PROMPT: Rewrite the data below as a JSON list of strings, one string per line, leaving out any blank lines.

DATA SHOWN:
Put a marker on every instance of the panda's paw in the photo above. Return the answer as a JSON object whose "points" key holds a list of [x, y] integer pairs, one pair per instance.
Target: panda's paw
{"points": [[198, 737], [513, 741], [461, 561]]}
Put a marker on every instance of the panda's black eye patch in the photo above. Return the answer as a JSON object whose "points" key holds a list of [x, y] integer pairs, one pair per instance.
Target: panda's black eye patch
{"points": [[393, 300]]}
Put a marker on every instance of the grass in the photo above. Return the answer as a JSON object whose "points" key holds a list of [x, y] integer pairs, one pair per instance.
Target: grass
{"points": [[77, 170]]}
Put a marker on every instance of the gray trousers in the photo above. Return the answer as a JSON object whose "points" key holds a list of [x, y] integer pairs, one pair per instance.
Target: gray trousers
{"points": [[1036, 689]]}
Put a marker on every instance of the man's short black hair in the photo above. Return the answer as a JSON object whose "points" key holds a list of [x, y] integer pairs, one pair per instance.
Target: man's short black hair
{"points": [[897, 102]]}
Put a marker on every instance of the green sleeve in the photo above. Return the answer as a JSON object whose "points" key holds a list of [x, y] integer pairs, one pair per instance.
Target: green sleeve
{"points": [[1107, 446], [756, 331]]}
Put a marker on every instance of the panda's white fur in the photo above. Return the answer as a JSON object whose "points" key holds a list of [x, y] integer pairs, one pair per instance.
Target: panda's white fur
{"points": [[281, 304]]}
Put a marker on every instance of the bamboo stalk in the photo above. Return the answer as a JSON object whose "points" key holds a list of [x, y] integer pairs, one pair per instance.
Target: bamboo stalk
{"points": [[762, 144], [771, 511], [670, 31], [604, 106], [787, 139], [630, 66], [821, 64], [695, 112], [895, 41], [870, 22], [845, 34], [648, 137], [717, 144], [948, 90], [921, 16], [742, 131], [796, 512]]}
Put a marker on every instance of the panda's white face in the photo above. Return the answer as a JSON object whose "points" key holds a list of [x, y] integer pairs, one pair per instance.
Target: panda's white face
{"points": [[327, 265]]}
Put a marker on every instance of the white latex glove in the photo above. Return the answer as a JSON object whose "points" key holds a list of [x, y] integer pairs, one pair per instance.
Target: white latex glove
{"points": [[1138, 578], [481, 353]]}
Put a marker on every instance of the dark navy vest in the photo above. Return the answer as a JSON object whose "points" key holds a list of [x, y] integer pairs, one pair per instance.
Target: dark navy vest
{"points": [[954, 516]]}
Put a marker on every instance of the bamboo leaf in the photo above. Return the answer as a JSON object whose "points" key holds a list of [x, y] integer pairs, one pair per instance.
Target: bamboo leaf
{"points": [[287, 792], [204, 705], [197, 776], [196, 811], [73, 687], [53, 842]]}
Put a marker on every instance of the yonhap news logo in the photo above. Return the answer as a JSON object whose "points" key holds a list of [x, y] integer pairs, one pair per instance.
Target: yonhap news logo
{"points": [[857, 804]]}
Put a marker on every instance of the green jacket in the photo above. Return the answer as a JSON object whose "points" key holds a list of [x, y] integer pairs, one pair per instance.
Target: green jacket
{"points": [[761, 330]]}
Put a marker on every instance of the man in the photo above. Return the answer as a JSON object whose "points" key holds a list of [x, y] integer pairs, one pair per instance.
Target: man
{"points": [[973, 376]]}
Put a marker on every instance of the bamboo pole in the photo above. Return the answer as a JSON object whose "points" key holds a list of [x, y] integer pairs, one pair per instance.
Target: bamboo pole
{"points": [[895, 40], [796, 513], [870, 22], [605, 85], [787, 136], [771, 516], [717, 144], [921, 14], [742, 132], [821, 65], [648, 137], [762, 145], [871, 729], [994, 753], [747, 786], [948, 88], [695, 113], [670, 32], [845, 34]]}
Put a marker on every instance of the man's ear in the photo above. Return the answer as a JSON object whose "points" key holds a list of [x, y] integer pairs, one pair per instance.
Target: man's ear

SOLUTION FOR THIS EXERCISE:
[
  "Put a marker on every instance of the panda's paw in the photo above. Return the answer as a JSON object whose \"points\" key holds a list of [x, y] integer pairs, one pair per instance.",
  "Target: panda's paw",
  "{\"points\": [[198, 737], [513, 741], [461, 561]]}",
  "Put a marker on every instance of the panda's black eye patch in the photo above. Return the answer as a JSON object whose \"points\" key holds a list of [x, y] integer pairs, one pair per instance.",
  "Target: panda's black eye patch",
  "{\"points\": [[393, 300]]}",
  "Put a marker on every instance of the grass in the photo above. Return the answer as a JSON object whose \"points\" key holds a list of [x, y] integer pairs, one pair per instance.",
  "Target: grass",
  "{\"points\": [[77, 170]]}",
  "Put a marker on every instance of the gray trousers in the photo above. Return the answer as a JSON object whose \"points\" key holds a list of [x, y] integer pairs, one pair per instance.",
  "Target: gray trousers",
  "{\"points\": [[1036, 689]]}",
  "Put a marker on every instance of the man's short black hair in the photo above. Return the answer as a JSON object whose \"points\" key holds a list of [x, y] integer pairs, one pair per instance.",
  "Target: man's short black hair",
  "{\"points\": [[897, 102]]}",
  "Put a marker on every instance of the green sleeve in the photo above. Return the answer as a JSON object whose \"points\" key holds a list of [x, y] integer pairs, one pair per instance.",
  "Target: green sleeve",
  "{\"points\": [[1107, 446], [756, 331]]}",
  "Put a marker on every instance of the panda's white fur in the photo above. Return the answer as a JSON object whose \"points\" key holds a list of [x, y] integer pairs, one pair per instance.",
  "Target: panda's white fur",
  "{\"points\": [[281, 304]]}",
  "Put a marker on every instance of the bamboo stalk in the photo above. Return the answer as a JSON object whose \"points\" key holds a list of [x, y] integer pairs, one pair per instance.",
  "Target: bamboo stalk",
  "{\"points\": [[762, 144], [771, 511], [670, 31], [604, 106], [787, 139], [630, 66], [821, 64], [695, 112], [895, 41], [870, 22], [845, 34], [648, 137], [717, 144], [948, 90], [921, 16], [742, 131], [796, 512]]}",
  "Put a marker on every instance of the panda's white face in the photo above. Return the answer as a JSON object whose \"points\" key holds a list of [x, y] integer pairs, one pair per instance.",
  "Target: panda's white face",
  "{\"points\": [[327, 265]]}",
  "Put a marker on every instance of the white latex glove in the photo above. Return the answer as a JSON object whose \"points\" key holds a list of [x, y] integer pairs, one pair per instance.",
  "Target: white latex glove",
  "{\"points\": [[1138, 578], [481, 353]]}",
  "Put a marker on every instance of the dark navy vest in the photo above. Return the answer as a JSON object whose \"points\" key holds a list of [x, y] integer pairs, one pair per instance.",
  "Target: dark navy vest",
  "{\"points\": [[954, 516]]}",
  "Put a marker on every instance of the bamboo leaf in the photo above. Return the answer as a JSON object whose \"points\" key holds a list of [x, y] integer pairs, one pair per instance.",
  "Target: bamboo leaf",
  "{\"points\": [[287, 792], [204, 705], [197, 776], [196, 811], [73, 687], [53, 842]]}",
  "Put a marker on every instance of the yonhap news logo in the photo above. Return the answer as a JSON object whose \"points\" key holds a list of [x, y] integer pairs, one pair per instance.",
  "Target: yonhap news logo",
  "{\"points\": [[857, 804]]}",
  "Put a marker on every instance of the green jacket in the photo above. Return the answer as a JSON object whose \"points\" key holds a list of [x, y] integer pairs, one pair per instance.",
  "Target: green jacket",
  "{\"points\": [[761, 330]]}",
  "Put a marker on every instance of the man in the photo above. Return the answer as a JSON object whose \"points\" key holds a list of [x, y] integer pairs, one pair per instance.",
  "Target: man",
  "{\"points\": [[973, 376]]}",
  "Put a marker on every instance of the bamboo pole in the photo above. Return the answer as a JSON object whose \"points\" key holds a list of [x, y] integer pairs, one pair per instance.",
  "Target: bamboo pole",
  "{\"points\": [[895, 40], [796, 513], [870, 22], [605, 85], [787, 136], [771, 516], [717, 144], [921, 14], [742, 132], [821, 65], [648, 137], [762, 145], [871, 729], [994, 753], [747, 786], [948, 88], [695, 113], [670, 32], [845, 34]]}",
  "Put a marker on every instance of the man's ear in the photo above. Return the answer as a JSON object whose \"points\" key holds a list of [x, y] integer pairs, one pair per instance.",
  "Target: man's ear"
]